**Directions**
The entries below should be quoted exactly, with no pictures carried over.
= = = =
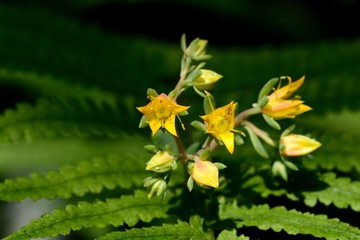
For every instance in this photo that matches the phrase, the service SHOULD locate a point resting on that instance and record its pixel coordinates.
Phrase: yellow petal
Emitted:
(228, 139)
(155, 125)
(170, 125)
(205, 174)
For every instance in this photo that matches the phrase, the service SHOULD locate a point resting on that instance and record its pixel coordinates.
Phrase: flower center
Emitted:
(219, 124)
(162, 109)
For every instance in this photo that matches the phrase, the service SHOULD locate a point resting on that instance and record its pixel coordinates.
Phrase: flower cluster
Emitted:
(221, 126)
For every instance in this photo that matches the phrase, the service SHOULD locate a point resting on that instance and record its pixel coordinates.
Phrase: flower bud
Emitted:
(205, 174)
(207, 79)
(297, 145)
(156, 186)
(162, 161)
(279, 169)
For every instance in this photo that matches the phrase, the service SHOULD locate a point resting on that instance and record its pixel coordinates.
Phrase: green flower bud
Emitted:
(207, 79)
(156, 186)
(161, 162)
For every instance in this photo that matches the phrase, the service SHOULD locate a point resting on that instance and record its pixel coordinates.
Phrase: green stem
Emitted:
(245, 114)
(185, 68)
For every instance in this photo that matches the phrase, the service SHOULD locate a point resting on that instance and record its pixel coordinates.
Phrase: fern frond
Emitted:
(62, 117)
(85, 177)
(231, 234)
(54, 153)
(324, 188)
(181, 230)
(41, 41)
(116, 212)
(342, 192)
(51, 87)
(291, 221)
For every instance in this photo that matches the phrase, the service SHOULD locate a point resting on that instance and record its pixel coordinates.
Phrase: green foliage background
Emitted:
(69, 126)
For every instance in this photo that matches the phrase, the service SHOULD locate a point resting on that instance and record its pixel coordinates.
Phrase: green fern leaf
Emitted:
(181, 230)
(324, 188)
(340, 191)
(40, 155)
(291, 221)
(87, 176)
(231, 234)
(116, 212)
(49, 119)
(50, 87)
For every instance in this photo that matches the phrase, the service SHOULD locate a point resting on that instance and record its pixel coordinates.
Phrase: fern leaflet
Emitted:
(181, 230)
(116, 212)
(325, 188)
(49, 119)
(86, 176)
(291, 221)
(231, 234)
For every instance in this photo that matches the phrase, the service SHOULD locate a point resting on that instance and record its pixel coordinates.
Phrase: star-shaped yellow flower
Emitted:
(205, 174)
(220, 124)
(280, 106)
(161, 112)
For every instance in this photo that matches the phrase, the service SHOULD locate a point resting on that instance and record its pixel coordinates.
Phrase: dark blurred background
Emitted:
(229, 23)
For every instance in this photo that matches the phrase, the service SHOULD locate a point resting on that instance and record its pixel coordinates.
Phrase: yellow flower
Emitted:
(279, 105)
(205, 174)
(293, 145)
(220, 124)
(161, 112)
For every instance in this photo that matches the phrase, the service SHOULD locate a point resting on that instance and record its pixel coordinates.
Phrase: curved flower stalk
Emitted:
(161, 113)
(280, 106)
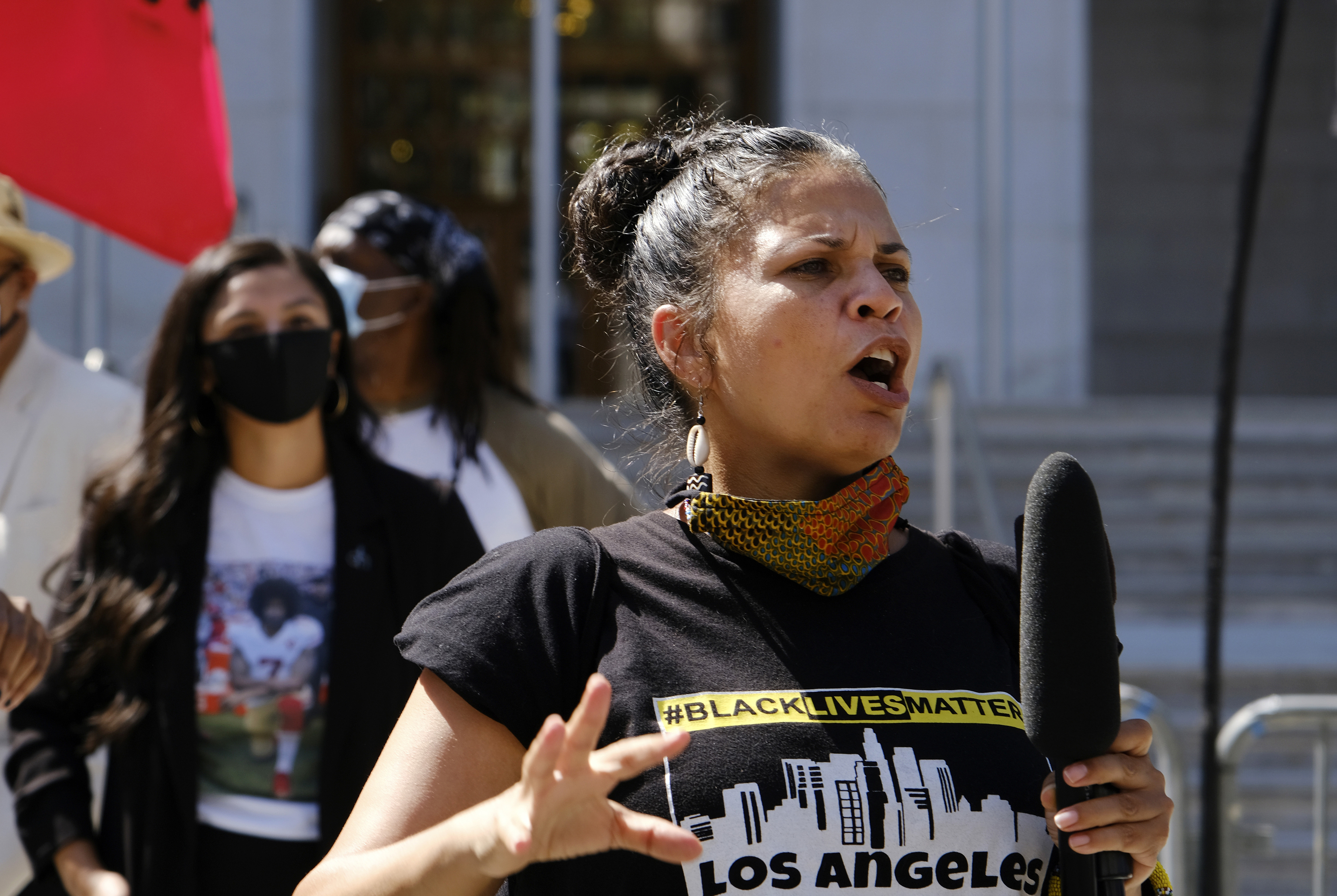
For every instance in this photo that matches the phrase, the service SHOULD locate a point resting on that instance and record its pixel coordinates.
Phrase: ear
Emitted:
(680, 347)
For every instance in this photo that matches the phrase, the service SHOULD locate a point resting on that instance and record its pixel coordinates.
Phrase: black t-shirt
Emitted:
(866, 740)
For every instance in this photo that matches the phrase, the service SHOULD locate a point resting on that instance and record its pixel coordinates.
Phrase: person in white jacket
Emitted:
(59, 424)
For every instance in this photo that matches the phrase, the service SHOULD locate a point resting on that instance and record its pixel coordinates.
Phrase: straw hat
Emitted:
(46, 255)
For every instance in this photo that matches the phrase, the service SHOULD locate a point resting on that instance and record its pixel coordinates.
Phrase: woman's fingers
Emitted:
(541, 760)
(655, 838)
(586, 723)
(630, 757)
(1121, 769)
(1141, 839)
(1132, 805)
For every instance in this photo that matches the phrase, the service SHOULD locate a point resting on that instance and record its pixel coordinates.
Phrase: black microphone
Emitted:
(1070, 653)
= = = =
**Written answer**
For every instance in this photo that matches the phrase, the service SHOULD locate a point resting on that instance and record its pixel coordinates.
Phrase: yellow petal
Emitted:
(228, 139)
(155, 125)
(170, 125)
(205, 174)
For every instance in this photo that matches the phrase, the service SHOULD locate a point resting on that instance and record its pixel coordinates.
Phrase: flower center
Emitted:
(219, 124)
(162, 109)
For every instance in this photo that matches the phrase, the service SHOULD locate a point resting on that instance and record its pixel coordinates.
Phrase: flower cluster
Emitted:
(221, 126)
For every instance in this photo that matches the phrase, the service SHOULD locate a point resting on that instance and record its pixel coordinates.
Phrase: flower bud
Emitted:
(205, 174)
(207, 79)
(297, 145)
(156, 186)
(162, 161)
(279, 169)
For every instance in this photo that matches the phrase, the service SHOULD locate a point resting on that instance and record its pixel coordinates.
Phrase: green flower bud
Emitted:
(207, 79)
(156, 186)
(161, 162)
For every instance in this photo that matches the phrase, the service SHOULD locate a point resting on that instance and record its pixel coordinates.
Phrase: green stem
Emitted:
(245, 114)
(185, 68)
For every instance in this photo that matches the phrase, the service SHOULD locate a point resting on that instance and record its pixel coordinates.
Phrase: fern frond
Emitted:
(62, 117)
(85, 177)
(231, 234)
(54, 153)
(324, 188)
(181, 230)
(41, 41)
(116, 212)
(342, 192)
(51, 87)
(291, 221)
For every instance in this photo that matches the phrase, the service SHOULD locate a point resting on that instance and record its pixel coordinates.
Phrase: green foliage background
Emitted:
(69, 126)
For every instance in this photo that matches the phrase, the service SHOULD locate a point resting on that instance and record its pixel coordinates.
Phrase: green fern leaf
Emitted:
(181, 230)
(324, 188)
(340, 191)
(40, 155)
(291, 221)
(87, 176)
(231, 234)
(116, 212)
(49, 119)
(50, 87)
For every instance in this photo that matches the phrase, the service SHOULD locate a point resting on that instance and record its pixel coordinates.
Phrase: fern leaflet
Emitted:
(181, 230)
(116, 212)
(325, 188)
(49, 119)
(86, 176)
(291, 221)
(231, 234)
For every instance in this photo that matches the phrase, the service SHOULD locate a point resting on that instance and record its pixel coordinates.
Phrase: star-shaped yellow flower
Emitted:
(205, 174)
(220, 124)
(280, 106)
(161, 112)
For every instance in this photo that matches the phrase, the service SHOULD locate a point resting on that instance and record its pixel coordinates.
Phrase: dark blurred background
Emitted:
(229, 23)
For every instance in this photo that matches the phrase, the service SHOULD locate a point resting on that instance and record its pixel coordinates.
Phrase: yellow flower
Emitted:
(279, 105)
(205, 174)
(293, 145)
(220, 124)
(161, 112)
For every instance in this photo that matches the phrase, the service SHOULD locate a point resting on that instance and record its pixel coordinates.
Phrase: curved flower stalk
Emitted:
(161, 113)
(280, 106)
For every instance in this photo that matches the phrase, the service SHOULD locate a point resting on that instance and record its pixel coordinates.
Phrase: ear
Emitted:
(680, 347)
For every instance in this photo that matches the phrase, the service SHOULD locate a point resting on that instance and record its pixel coordinates.
Phrase: black t-shirt
Emitted:
(866, 740)
For every instance in this photo that matches the phrase, the service SHOULD locate a point resting on that instance and record its pixel coordinates.
Phrase: person in white jacket
Emitted:
(59, 424)
For every instance in this photo that matches the phrase, the service SHOULD locate a point resting on that instance and record its pixel coordinates.
Phrase: straw hat
Emitted:
(46, 255)
For every instance in this photo that matches the phrase, the service SHOULD locate a point resting on that instance and record its pixel coordinates.
Phrase: woman's fingers
Emitted:
(541, 760)
(655, 838)
(586, 723)
(630, 757)
(1121, 769)
(1141, 839)
(1132, 805)
For every instance in this photo that matches the phrase, the service SHOULD locate a point resting on that instance and record its pixel coordinates.
Phrase: black microphone
Emitted:
(1070, 653)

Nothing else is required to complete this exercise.